**Directions for this task**
Using the data below, return all lines in which "truck" appears.

**Given information**

_ _ _ _ _

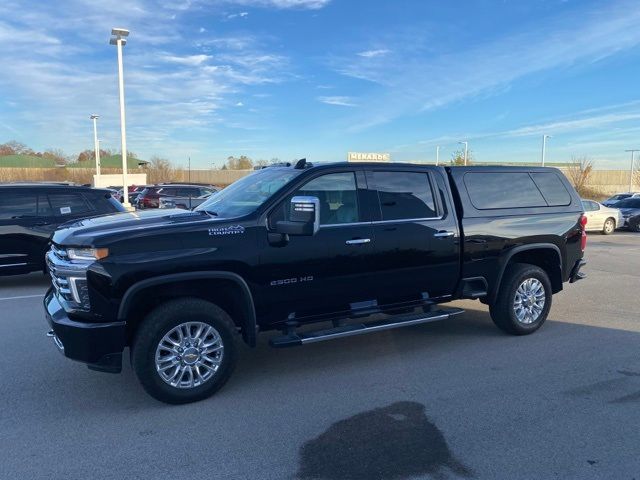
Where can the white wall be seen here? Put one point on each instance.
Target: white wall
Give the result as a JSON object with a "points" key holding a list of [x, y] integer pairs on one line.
{"points": [[116, 179]]}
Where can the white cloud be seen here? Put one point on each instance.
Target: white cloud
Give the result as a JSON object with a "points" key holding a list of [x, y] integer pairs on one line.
{"points": [[58, 69], [337, 100], [373, 53], [430, 81], [192, 60], [236, 15], [283, 4]]}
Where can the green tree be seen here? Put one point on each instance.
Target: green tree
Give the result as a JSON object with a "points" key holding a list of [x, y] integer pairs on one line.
{"points": [[238, 163]]}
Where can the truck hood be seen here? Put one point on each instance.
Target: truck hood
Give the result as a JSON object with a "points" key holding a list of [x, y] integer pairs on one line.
{"points": [[89, 231]]}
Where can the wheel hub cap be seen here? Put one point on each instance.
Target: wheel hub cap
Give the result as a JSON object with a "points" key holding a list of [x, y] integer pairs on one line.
{"points": [[189, 355], [529, 301]]}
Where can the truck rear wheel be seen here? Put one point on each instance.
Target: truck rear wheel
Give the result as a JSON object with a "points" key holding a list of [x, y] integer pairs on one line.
{"points": [[523, 301], [184, 350], [609, 226]]}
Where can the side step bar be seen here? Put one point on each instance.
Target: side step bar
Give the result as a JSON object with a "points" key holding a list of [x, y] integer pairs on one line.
{"points": [[294, 339]]}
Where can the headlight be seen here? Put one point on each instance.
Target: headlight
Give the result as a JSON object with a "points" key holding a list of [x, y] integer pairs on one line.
{"points": [[87, 254]]}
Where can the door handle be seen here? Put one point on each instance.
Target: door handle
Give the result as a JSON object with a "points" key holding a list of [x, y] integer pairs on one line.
{"points": [[358, 241]]}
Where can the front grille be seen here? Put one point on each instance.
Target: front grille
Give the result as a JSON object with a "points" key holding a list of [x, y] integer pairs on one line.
{"points": [[68, 279]]}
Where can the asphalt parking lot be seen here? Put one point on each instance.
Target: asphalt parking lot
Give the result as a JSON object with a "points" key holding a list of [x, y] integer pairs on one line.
{"points": [[448, 400]]}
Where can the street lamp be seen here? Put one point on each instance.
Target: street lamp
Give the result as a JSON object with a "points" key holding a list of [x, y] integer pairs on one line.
{"points": [[544, 147], [466, 147], [118, 39], [96, 145], [633, 151]]}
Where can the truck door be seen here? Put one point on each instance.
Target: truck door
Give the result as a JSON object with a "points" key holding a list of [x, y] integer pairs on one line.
{"points": [[328, 271], [416, 236]]}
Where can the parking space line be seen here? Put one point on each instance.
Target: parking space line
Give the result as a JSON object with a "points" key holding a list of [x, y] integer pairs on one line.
{"points": [[21, 297]]}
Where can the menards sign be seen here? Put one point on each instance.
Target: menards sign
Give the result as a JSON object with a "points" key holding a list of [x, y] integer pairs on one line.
{"points": [[368, 157]]}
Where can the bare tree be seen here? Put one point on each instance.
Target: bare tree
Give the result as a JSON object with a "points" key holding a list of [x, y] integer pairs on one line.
{"points": [[579, 172], [160, 170], [57, 155]]}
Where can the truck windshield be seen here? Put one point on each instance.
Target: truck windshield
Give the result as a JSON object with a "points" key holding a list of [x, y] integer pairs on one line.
{"points": [[248, 193]]}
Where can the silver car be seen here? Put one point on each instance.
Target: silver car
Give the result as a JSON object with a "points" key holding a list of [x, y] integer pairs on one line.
{"points": [[601, 218]]}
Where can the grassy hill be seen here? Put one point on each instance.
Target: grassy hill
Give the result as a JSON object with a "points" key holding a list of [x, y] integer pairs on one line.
{"points": [[26, 161]]}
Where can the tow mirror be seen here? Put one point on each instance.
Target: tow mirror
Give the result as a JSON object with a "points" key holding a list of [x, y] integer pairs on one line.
{"points": [[304, 215]]}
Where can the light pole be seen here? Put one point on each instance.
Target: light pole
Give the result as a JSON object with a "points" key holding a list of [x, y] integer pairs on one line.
{"points": [[466, 147], [96, 145], [118, 39], [633, 151], [544, 147]]}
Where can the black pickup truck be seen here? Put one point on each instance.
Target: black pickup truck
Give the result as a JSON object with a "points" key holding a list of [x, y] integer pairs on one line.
{"points": [[312, 253]]}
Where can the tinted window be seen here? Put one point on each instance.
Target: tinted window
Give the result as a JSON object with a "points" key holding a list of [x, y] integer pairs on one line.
{"points": [[629, 203], [338, 197], [69, 204], [188, 192], [18, 205], [489, 190], [404, 195], [552, 188]]}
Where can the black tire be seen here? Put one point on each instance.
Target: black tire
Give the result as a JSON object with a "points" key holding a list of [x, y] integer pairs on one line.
{"points": [[160, 322], [609, 226], [502, 309]]}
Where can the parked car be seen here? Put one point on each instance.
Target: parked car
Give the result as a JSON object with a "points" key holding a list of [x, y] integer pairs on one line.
{"points": [[286, 247], [611, 201], [187, 203], [29, 213], [630, 208], [150, 196], [601, 218]]}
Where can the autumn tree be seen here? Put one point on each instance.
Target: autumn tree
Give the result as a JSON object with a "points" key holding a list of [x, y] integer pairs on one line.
{"points": [[238, 163], [160, 170], [56, 155], [457, 157]]}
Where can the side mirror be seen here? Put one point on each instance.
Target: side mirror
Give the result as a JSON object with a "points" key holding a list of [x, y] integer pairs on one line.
{"points": [[304, 217]]}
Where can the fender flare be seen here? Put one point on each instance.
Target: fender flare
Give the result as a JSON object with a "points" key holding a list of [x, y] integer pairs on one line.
{"points": [[249, 323], [505, 258]]}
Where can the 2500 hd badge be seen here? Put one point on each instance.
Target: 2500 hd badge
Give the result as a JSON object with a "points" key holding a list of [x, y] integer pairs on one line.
{"points": [[289, 281]]}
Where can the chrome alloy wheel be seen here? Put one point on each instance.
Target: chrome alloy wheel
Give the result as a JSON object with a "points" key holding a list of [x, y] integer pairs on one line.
{"points": [[529, 301], [189, 355], [609, 226]]}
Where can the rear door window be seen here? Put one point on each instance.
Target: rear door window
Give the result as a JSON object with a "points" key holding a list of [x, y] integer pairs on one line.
{"points": [[64, 204], [18, 205], [404, 195], [489, 190]]}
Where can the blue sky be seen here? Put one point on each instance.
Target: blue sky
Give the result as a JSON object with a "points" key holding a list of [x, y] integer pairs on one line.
{"points": [[318, 78]]}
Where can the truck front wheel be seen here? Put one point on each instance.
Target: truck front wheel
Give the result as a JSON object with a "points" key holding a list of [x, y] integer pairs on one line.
{"points": [[184, 350], [523, 301]]}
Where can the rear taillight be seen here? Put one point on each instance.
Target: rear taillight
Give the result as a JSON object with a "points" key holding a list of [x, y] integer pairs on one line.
{"points": [[583, 239]]}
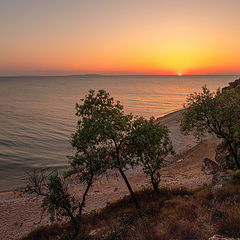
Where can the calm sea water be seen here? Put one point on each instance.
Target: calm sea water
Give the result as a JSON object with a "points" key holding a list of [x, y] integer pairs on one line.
{"points": [[37, 114]]}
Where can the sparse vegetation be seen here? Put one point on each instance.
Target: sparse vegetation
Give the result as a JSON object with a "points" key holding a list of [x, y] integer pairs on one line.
{"points": [[169, 214], [151, 142], [215, 113]]}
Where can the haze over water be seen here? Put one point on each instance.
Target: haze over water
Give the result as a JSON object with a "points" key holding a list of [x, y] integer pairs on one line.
{"points": [[38, 113]]}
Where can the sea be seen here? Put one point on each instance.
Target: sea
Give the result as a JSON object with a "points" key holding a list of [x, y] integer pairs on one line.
{"points": [[37, 114]]}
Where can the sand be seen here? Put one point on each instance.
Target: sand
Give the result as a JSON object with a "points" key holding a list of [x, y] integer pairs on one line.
{"points": [[20, 214]]}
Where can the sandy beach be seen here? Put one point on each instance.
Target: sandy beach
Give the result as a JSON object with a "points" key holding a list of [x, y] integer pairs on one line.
{"points": [[20, 214]]}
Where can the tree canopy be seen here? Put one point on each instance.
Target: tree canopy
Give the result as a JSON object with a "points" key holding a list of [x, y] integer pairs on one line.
{"points": [[152, 144], [215, 113]]}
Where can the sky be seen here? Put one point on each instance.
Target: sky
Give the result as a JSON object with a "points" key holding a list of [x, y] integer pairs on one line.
{"points": [[58, 37]]}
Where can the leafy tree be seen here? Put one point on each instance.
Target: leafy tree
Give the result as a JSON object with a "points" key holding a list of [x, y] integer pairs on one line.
{"points": [[215, 113], [86, 165], [56, 198], [111, 127], [151, 142]]}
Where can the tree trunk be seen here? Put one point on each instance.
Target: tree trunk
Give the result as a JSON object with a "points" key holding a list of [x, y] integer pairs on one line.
{"points": [[234, 154], [129, 188], [84, 197], [155, 184]]}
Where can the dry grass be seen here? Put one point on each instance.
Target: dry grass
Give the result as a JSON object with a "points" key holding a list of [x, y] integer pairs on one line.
{"points": [[177, 214]]}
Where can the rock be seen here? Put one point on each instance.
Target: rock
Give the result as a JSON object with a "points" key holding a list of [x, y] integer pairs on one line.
{"points": [[218, 180], [223, 158], [209, 166]]}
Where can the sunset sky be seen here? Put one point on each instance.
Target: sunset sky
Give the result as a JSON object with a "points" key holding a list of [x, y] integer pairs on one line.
{"points": [[54, 37]]}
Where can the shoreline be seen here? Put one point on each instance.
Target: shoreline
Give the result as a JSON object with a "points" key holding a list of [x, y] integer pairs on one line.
{"points": [[183, 170], [9, 192]]}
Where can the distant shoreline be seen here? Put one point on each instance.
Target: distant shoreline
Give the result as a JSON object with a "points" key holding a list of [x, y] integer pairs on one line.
{"points": [[113, 75]]}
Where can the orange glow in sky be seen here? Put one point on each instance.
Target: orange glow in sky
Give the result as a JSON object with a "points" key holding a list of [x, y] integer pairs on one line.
{"points": [[119, 37]]}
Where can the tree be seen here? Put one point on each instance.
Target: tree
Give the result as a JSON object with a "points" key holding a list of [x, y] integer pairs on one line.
{"points": [[151, 142], [215, 113], [86, 166], [111, 127], [56, 198]]}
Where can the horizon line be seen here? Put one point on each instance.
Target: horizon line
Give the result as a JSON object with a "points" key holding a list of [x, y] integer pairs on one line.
{"points": [[112, 75]]}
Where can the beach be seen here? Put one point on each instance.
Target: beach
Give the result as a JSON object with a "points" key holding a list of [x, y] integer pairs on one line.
{"points": [[21, 213]]}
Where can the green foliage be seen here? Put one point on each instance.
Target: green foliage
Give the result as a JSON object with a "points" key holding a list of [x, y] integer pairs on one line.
{"points": [[215, 113], [218, 214], [151, 142], [58, 201], [104, 127], [236, 177]]}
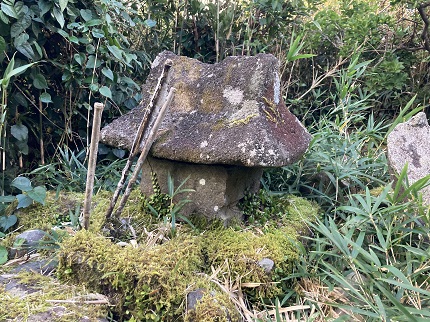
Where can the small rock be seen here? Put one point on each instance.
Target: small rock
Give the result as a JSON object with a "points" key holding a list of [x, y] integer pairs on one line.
{"points": [[28, 242], [267, 264]]}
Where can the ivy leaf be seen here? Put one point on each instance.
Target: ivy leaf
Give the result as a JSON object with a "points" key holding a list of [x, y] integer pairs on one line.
{"points": [[22, 147], [86, 14], [22, 38], [79, 58], [3, 255], [9, 10], [116, 52], [59, 16], [92, 62], [21, 183], [94, 22], [150, 23], [74, 39], [97, 33], [45, 98], [4, 18], [2, 44], [26, 50], [63, 4], [7, 199], [44, 6], [105, 91], [108, 73], [19, 132], [39, 82], [94, 87], [23, 201], [38, 194]]}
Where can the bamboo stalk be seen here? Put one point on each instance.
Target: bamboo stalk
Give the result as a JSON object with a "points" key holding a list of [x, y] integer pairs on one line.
{"points": [[139, 136], [148, 143], [95, 134], [42, 148]]}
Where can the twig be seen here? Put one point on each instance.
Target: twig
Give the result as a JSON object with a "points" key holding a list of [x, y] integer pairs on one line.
{"points": [[138, 139], [42, 149], [148, 143], [92, 160]]}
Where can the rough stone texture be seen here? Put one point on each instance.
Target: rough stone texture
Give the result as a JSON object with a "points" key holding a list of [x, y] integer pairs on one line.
{"points": [[31, 239], [226, 113], [217, 188], [409, 143]]}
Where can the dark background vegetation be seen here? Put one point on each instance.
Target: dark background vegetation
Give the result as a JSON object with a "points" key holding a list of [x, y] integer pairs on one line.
{"points": [[351, 70]]}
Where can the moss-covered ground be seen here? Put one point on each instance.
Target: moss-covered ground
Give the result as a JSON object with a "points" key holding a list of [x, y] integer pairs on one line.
{"points": [[147, 272]]}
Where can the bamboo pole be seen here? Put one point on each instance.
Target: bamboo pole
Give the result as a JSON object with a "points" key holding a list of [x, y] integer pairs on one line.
{"points": [[144, 125], [148, 143], [92, 160]]}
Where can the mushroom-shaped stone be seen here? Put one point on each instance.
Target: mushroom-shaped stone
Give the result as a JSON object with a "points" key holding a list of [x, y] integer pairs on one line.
{"points": [[409, 143], [226, 122]]}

_ _ _ _ _

**Finished task**
Where can the truck hood be seen here? Put one point on each instance.
Target: truck hood
Where can the truck rear wheel be seen here? Put one point on each instance.
Target: truck rear wheel
Where can the truck door be seen here? Put one point on each instance.
Target: truck door
Where can the truck windshield be seen here? Put one point on each instance.
Target: truck windshield
Where can the black pickup truck be seen here? Put one point on each instance.
Target: black pickup truck
Where can the truck front wheel be seen here? Put one point on each instance.
Target: truck front wheel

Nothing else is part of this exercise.